Location annotation dataset excerpts
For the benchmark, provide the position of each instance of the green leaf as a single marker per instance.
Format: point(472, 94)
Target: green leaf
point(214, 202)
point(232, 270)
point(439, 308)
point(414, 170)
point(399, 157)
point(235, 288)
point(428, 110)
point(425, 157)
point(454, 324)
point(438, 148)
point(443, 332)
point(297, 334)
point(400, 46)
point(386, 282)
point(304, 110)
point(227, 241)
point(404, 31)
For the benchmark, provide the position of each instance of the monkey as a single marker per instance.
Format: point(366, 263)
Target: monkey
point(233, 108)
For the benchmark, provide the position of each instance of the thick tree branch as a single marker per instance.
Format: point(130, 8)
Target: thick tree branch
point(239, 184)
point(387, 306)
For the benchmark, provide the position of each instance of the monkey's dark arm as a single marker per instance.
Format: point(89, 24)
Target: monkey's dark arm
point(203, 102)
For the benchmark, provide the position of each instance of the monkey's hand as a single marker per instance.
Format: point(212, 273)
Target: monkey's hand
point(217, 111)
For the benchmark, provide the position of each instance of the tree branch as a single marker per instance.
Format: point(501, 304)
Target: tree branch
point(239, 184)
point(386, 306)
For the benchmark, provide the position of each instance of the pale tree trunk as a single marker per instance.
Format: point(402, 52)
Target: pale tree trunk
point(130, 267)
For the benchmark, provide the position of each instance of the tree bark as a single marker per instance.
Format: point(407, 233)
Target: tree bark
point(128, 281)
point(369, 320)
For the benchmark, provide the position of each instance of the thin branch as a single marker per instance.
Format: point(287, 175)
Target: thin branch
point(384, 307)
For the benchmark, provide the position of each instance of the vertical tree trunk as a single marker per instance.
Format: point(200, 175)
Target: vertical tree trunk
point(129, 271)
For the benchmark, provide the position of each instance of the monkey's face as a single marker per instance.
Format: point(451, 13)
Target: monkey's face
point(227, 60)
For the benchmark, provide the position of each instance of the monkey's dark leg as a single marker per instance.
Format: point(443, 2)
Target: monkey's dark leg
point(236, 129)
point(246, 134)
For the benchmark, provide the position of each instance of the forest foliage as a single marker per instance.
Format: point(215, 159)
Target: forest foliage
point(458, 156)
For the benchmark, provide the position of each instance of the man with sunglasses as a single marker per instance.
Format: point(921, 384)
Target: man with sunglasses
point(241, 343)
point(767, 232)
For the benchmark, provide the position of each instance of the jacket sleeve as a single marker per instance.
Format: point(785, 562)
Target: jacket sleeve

### [WHAT YOU SHOULD DO]
Copy the listing from the line containing "of the thick" down through the line containing "point(217, 111)", including every request line, and shift each coordinate in the answer points up by 25. Leave the numbers in the Format lines unchanged.

### [REPLY TO THE EXERCISE]
For the benchmark, provide the position of each instance of the thick tree branch as a single marker per instance.
Format: point(130, 8)
Target: thick tree branch
point(264, 209)
point(412, 331)
For the benchmark, provide the position of each instance of the monkey's dark arm as a single marker per instance.
Format: point(89, 24)
Target: monkey's dark arm
point(228, 127)
For the benchmark, provide the position of each instance of the monkey's hand as a single marker per instance.
Format: point(212, 273)
Target: monkey's hand
point(242, 136)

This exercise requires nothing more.